[WHAT YOU ARE ASKED TO DO]: Quote only the lines that start at the line with "Target: horse lip" and run to the end of the entries; omit the pictures.

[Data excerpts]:
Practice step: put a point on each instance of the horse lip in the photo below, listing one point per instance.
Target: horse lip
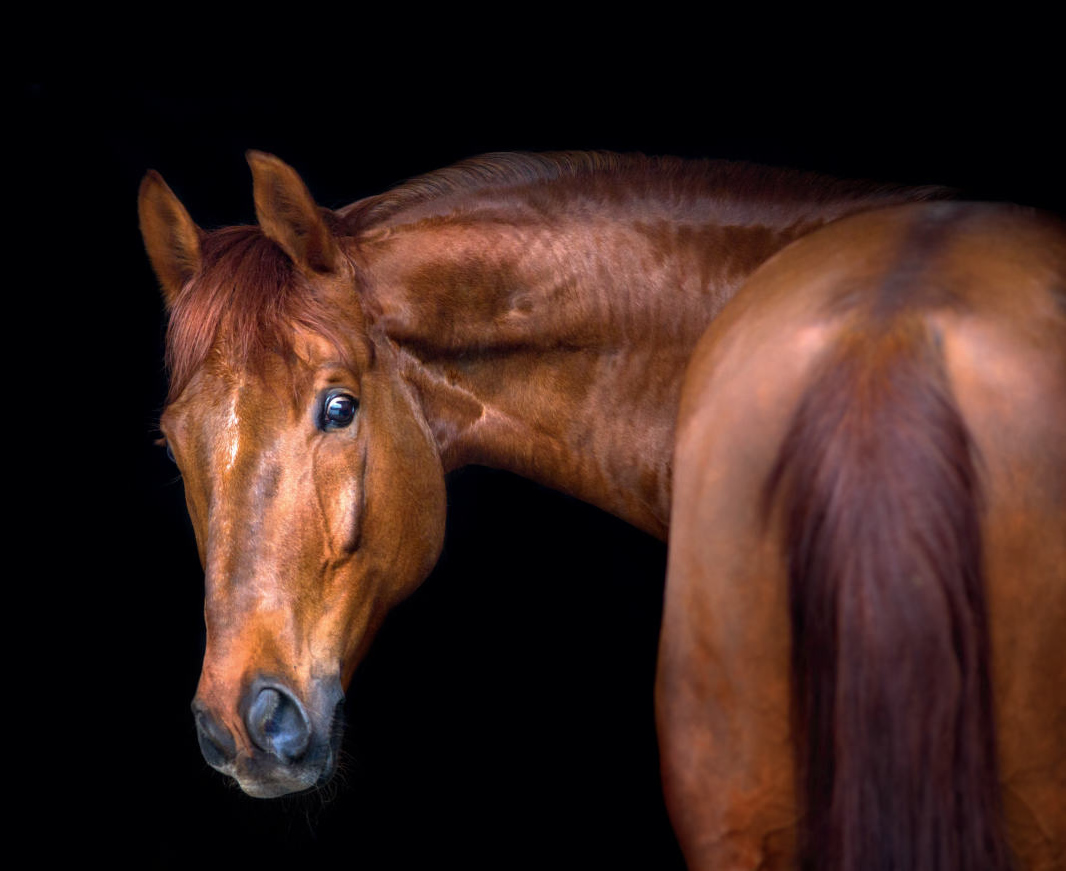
(262, 776)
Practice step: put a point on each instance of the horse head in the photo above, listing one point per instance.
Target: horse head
(311, 477)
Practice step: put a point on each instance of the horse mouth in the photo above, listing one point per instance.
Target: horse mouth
(262, 771)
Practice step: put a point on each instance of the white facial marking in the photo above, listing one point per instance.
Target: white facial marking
(231, 435)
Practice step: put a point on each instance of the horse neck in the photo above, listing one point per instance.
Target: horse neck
(553, 345)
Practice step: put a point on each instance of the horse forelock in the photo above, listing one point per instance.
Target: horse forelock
(245, 305)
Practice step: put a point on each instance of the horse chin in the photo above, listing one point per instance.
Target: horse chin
(269, 779)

[RESULT OF THIS TASK]:
Target: horse lip
(262, 776)
Practice step: put a point on each instance of the horse head in the photo above, listing one point per instance.
Target: horse head
(311, 477)
Practice step: put a point on each instance of the horse mouth in the photo above, listing one point per instance.
Target: horse mouth
(262, 771)
Practice step: put a point on each instance of the white facial marking in the photo above, listing one point per instance.
Target: white facial marking
(231, 435)
Practice step: put a point on each instance of the horse neck in the photo above, listing one point per instance.
Target: horse neck
(553, 345)
Practice step: put a point on each instance of the horse forelock in the photo above, listing one point per instance.
Target: horse forelock
(245, 305)
Practice step: put a point on each instance of the horse chin in the photo above, listing one point per instance.
Target: horse chin
(269, 779)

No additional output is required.